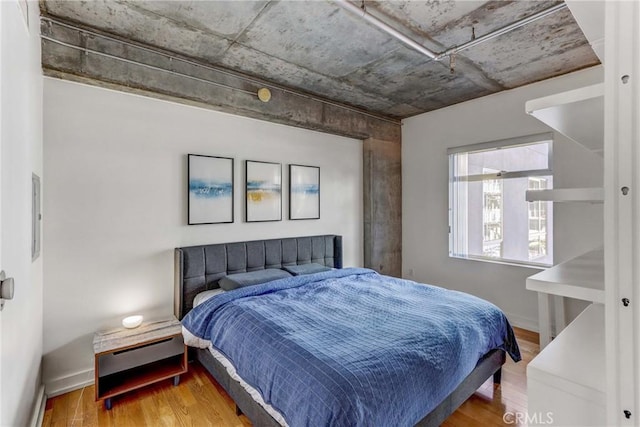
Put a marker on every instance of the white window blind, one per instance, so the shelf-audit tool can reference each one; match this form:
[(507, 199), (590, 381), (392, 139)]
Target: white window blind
[(489, 218)]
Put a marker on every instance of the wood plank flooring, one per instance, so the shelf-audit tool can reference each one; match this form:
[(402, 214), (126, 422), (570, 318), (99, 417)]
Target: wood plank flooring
[(200, 401)]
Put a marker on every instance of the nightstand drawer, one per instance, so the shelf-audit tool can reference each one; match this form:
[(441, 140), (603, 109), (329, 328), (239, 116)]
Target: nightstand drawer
[(127, 359), (119, 361)]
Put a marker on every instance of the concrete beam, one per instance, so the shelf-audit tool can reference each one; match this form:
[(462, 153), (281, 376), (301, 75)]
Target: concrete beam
[(93, 57)]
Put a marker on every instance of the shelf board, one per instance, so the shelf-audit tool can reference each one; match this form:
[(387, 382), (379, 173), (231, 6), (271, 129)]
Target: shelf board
[(132, 379), (575, 360), (581, 278), (577, 114), (592, 195)]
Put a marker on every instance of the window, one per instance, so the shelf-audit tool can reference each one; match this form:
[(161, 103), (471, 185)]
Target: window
[(489, 218)]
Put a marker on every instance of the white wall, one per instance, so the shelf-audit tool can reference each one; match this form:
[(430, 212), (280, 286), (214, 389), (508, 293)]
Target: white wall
[(425, 139), (116, 197), (20, 154)]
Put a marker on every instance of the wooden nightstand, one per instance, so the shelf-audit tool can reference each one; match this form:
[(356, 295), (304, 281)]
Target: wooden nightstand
[(127, 359)]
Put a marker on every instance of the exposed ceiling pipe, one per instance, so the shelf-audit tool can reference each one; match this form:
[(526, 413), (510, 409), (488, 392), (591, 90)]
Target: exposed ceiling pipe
[(386, 28), (438, 56), (507, 28)]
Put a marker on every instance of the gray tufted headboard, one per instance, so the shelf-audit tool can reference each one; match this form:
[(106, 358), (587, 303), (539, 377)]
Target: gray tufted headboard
[(198, 268)]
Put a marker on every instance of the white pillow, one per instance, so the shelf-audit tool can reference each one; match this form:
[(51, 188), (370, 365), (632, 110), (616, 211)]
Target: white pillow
[(203, 296)]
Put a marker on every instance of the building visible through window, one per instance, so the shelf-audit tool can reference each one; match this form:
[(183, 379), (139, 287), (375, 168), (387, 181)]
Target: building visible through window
[(489, 217)]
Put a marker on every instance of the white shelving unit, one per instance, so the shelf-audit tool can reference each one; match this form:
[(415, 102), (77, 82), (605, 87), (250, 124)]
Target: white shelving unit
[(577, 114), (564, 384), (567, 378), (580, 278)]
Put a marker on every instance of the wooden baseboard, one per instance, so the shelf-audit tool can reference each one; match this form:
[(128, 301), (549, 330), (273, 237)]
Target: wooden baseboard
[(62, 385), (38, 408)]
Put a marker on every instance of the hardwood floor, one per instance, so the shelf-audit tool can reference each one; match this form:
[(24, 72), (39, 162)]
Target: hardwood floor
[(200, 401)]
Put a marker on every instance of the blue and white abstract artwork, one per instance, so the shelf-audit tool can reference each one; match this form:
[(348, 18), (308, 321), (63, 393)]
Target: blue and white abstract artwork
[(304, 192), (210, 189)]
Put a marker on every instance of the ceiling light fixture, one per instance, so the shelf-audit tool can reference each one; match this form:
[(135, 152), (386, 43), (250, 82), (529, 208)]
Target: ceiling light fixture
[(264, 94), (386, 28), (345, 4)]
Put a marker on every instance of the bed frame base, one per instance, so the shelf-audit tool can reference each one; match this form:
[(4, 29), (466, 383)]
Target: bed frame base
[(490, 365)]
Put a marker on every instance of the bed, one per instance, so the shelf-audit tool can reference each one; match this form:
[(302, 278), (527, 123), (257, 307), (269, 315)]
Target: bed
[(403, 391)]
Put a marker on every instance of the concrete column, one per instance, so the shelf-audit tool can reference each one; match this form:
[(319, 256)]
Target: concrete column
[(383, 206)]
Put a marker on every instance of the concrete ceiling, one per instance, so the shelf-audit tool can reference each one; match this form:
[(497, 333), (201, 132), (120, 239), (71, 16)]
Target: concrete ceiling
[(319, 48)]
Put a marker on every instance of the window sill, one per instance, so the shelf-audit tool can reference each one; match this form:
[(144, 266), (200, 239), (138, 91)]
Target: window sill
[(536, 266)]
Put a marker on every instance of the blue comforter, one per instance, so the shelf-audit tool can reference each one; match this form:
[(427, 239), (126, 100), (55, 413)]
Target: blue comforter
[(351, 347)]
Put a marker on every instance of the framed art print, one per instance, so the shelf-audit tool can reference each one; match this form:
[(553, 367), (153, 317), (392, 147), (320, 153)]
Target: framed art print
[(210, 189), (263, 191), (304, 192)]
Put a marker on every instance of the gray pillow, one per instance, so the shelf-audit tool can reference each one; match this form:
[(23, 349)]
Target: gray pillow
[(297, 270), (240, 280)]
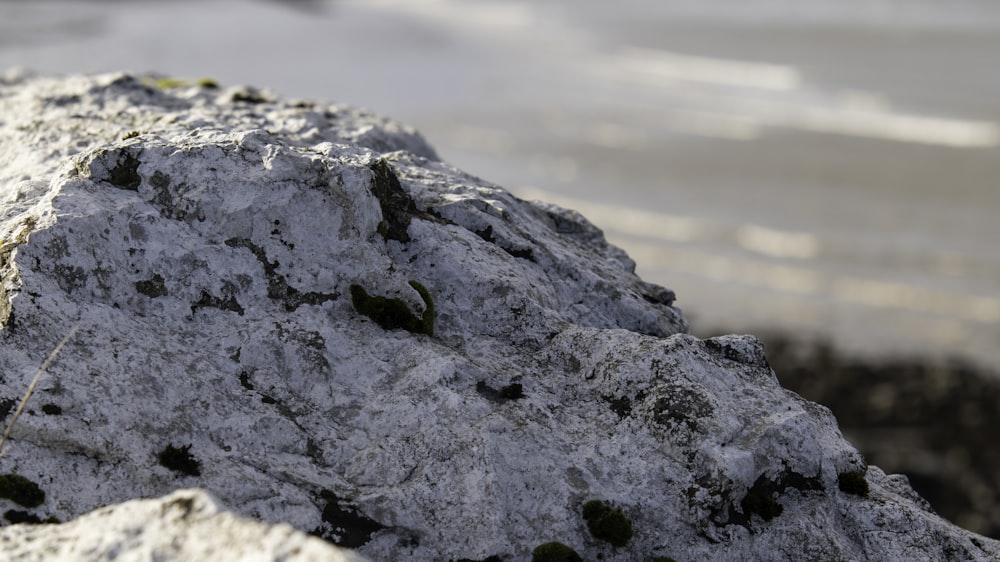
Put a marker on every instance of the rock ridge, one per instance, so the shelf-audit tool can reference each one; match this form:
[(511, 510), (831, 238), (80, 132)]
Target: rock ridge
[(350, 336)]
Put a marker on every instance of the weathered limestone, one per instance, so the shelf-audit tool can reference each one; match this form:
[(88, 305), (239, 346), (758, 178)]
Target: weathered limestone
[(299, 308)]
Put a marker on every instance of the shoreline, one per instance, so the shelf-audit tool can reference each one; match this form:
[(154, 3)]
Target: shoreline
[(929, 418)]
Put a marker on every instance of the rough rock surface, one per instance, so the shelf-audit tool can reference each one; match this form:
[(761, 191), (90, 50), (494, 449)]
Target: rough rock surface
[(187, 525), (301, 309)]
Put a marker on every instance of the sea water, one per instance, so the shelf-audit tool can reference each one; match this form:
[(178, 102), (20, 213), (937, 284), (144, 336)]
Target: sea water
[(824, 167)]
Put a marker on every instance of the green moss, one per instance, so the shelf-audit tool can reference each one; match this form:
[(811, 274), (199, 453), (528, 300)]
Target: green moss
[(20, 490), (169, 83), (607, 523), (393, 313), (208, 83), (853, 482), (554, 552), (180, 459)]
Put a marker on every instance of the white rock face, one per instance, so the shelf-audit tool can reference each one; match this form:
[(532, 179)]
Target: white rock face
[(300, 309), (185, 526)]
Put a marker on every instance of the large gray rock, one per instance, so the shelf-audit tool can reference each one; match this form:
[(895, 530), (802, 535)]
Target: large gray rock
[(185, 526), (301, 309)]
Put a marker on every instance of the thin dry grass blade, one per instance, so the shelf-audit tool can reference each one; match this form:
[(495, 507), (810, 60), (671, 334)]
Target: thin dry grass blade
[(34, 383)]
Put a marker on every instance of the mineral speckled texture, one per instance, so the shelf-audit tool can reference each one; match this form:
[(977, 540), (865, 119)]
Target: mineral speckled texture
[(185, 526), (346, 334)]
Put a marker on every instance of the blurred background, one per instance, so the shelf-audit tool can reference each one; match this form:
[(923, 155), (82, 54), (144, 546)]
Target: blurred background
[(822, 173)]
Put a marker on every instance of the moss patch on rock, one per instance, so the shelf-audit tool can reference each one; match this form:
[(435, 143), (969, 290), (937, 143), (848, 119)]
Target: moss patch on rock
[(607, 523), (554, 552)]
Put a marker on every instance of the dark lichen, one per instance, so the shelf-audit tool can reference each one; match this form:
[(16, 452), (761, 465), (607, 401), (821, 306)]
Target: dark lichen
[(152, 287), (761, 503), (621, 406), (762, 498), (853, 482), (554, 552), (125, 174), (248, 95), (512, 391), (180, 459), (20, 490), (245, 380), (278, 288), (344, 526), (16, 516), (51, 409), (397, 207), (6, 407), (607, 523), (393, 313), (228, 303)]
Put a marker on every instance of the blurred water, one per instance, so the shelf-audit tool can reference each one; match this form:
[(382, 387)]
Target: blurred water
[(824, 166)]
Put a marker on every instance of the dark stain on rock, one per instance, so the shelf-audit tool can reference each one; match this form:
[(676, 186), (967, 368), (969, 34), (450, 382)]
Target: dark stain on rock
[(621, 405), (398, 209), (656, 294), (70, 278), (394, 313), (20, 490), (51, 409), (125, 173), (344, 526), (228, 303), (6, 407), (753, 357), (179, 459), (152, 287), (277, 287), (762, 498), (521, 253), (245, 380), (512, 391)]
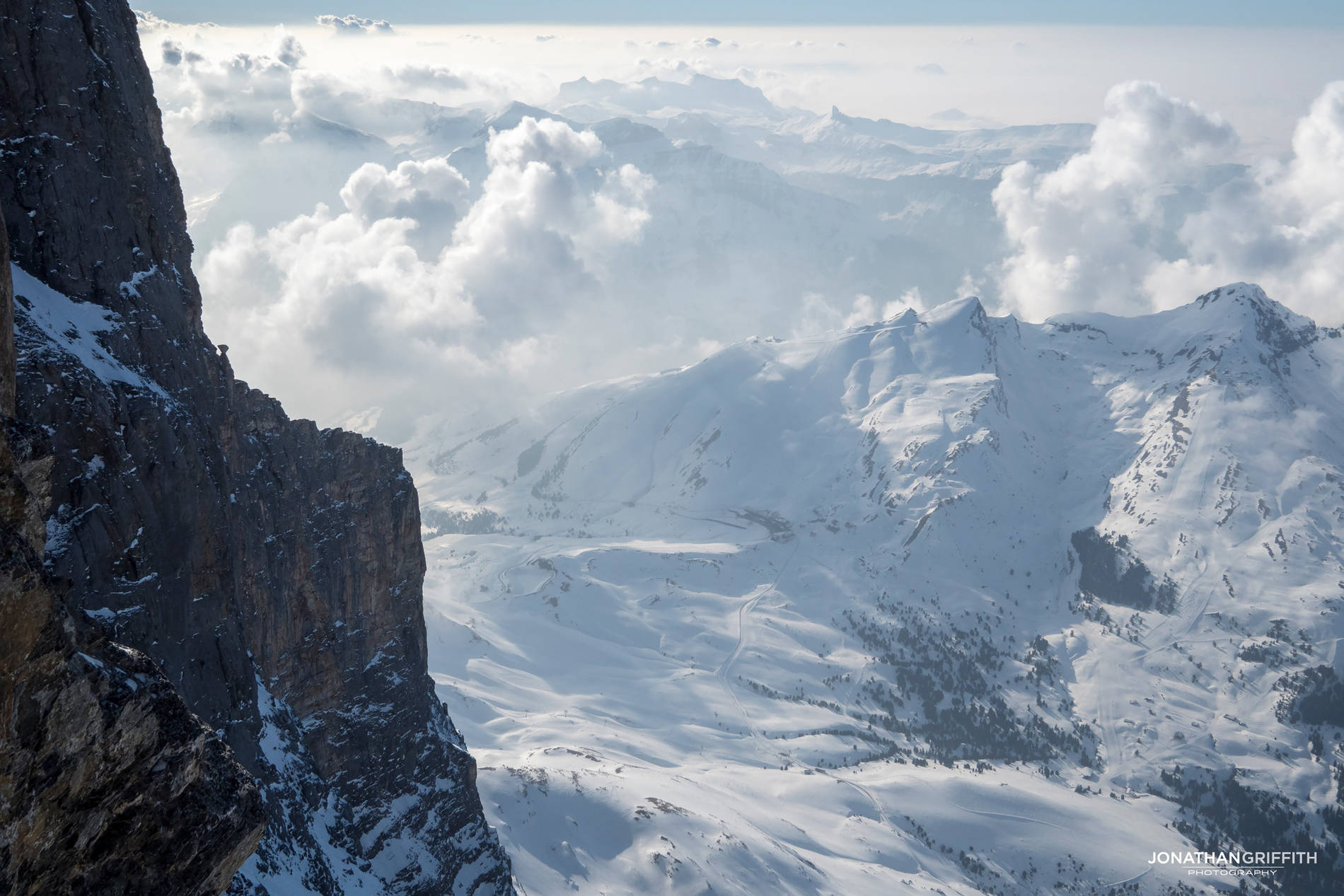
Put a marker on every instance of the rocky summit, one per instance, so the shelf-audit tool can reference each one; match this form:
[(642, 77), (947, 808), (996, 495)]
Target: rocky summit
[(212, 615)]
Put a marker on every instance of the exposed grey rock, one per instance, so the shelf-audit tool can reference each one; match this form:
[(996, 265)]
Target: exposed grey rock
[(273, 570), (108, 782)]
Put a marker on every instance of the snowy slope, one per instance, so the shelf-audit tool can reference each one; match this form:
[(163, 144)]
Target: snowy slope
[(942, 603)]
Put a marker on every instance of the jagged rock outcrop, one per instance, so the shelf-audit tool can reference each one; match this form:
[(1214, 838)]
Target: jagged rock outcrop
[(108, 782), (273, 570)]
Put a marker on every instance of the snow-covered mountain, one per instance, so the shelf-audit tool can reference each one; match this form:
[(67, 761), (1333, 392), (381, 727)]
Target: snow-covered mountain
[(945, 603)]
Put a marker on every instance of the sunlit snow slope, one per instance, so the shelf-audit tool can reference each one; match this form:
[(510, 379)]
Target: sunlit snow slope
[(946, 603)]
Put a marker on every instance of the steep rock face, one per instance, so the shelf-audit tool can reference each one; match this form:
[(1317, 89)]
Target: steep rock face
[(272, 569), (108, 782)]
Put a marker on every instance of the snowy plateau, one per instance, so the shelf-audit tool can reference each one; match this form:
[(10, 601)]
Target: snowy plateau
[(946, 603)]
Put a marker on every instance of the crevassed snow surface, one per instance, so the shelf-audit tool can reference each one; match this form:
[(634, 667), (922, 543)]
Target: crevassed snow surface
[(806, 617)]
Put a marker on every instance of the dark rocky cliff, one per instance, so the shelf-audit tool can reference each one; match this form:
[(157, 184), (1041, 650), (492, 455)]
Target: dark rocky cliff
[(272, 570)]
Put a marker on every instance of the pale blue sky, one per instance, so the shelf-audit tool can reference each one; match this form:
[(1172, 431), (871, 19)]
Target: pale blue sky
[(1157, 13)]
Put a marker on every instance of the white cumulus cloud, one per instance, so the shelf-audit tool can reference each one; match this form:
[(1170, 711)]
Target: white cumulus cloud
[(413, 286)]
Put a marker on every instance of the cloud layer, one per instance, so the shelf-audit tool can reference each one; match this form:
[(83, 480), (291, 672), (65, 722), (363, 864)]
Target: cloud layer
[(1156, 213), (415, 294)]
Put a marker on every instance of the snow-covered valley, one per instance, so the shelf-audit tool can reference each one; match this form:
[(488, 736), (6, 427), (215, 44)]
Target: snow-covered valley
[(945, 603)]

┄┄┄┄┄┄┄┄┄┄

**Set exercise**
Render the data from the line containing "Put a marker on every instance of the mineral" up to and including the line containing "[(185, 526), (346, 334)]" as a Markdown table with the columns Row and Line, numbering each row and omitting any blank lines.

**Result for this exercise**
| Row | Line |
|---|---|
| 1 | Put a marker on every instance of the mineral speckled texture, one per instance, so the shelf-audit tool can reference each one; match this form: |
| 2 | [(977, 540), (865, 119)] |
| 3 | Target: mineral speckled texture |
| 4 | [(185, 526), (346, 334)] |